Repeat exactly the lines of the listing from the line containing "Draw the outline of every instance of the green" through its last line, and nothing beyond them.

— START Supplied data —

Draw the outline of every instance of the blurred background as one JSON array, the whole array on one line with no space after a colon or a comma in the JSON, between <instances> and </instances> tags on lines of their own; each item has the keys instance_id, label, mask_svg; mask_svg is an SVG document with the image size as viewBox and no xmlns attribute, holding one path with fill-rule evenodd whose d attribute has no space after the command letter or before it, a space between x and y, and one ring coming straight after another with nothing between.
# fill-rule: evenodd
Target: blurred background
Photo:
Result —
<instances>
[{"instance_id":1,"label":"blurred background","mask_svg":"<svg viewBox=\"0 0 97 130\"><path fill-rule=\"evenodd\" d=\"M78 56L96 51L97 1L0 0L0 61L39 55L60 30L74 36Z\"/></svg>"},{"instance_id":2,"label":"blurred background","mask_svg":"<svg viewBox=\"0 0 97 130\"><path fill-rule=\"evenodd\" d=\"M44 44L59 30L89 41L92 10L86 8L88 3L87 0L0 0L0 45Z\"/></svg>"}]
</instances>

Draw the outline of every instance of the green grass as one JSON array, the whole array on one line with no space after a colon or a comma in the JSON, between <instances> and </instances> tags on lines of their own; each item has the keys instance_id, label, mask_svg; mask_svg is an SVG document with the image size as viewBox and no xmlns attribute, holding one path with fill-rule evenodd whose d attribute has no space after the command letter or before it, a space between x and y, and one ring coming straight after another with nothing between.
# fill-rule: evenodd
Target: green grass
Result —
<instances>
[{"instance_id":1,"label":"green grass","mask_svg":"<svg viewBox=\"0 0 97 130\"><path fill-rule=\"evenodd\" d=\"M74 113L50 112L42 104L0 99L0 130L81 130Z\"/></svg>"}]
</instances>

— END Supplied data —

◆ Solution to this problem
Draw the outline of every instance of the green grass as one JSON array, the whole array on one line with no space after a colon or a comma in the JSON, between <instances> and </instances> tags on lines of their own; each item has the keys instance_id, label, mask_svg; mask_svg is an SVG document with the image size as viewBox and no xmlns attribute, holding one path with fill-rule evenodd whose d attribute has no space after the command letter or before it, a space between x and y, and one ring coming straight after another with nothing between.
# fill-rule: evenodd
Target: green grass
Result —
<instances>
[{"instance_id":1,"label":"green grass","mask_svg":"<svg viewBox=\"0 0 97 130\"><path fill-rule=\"evenodd\" d=\"M74 113L50 112L42 104L0 99L0 130L81 130Z\"/></svg>"}]
</instances>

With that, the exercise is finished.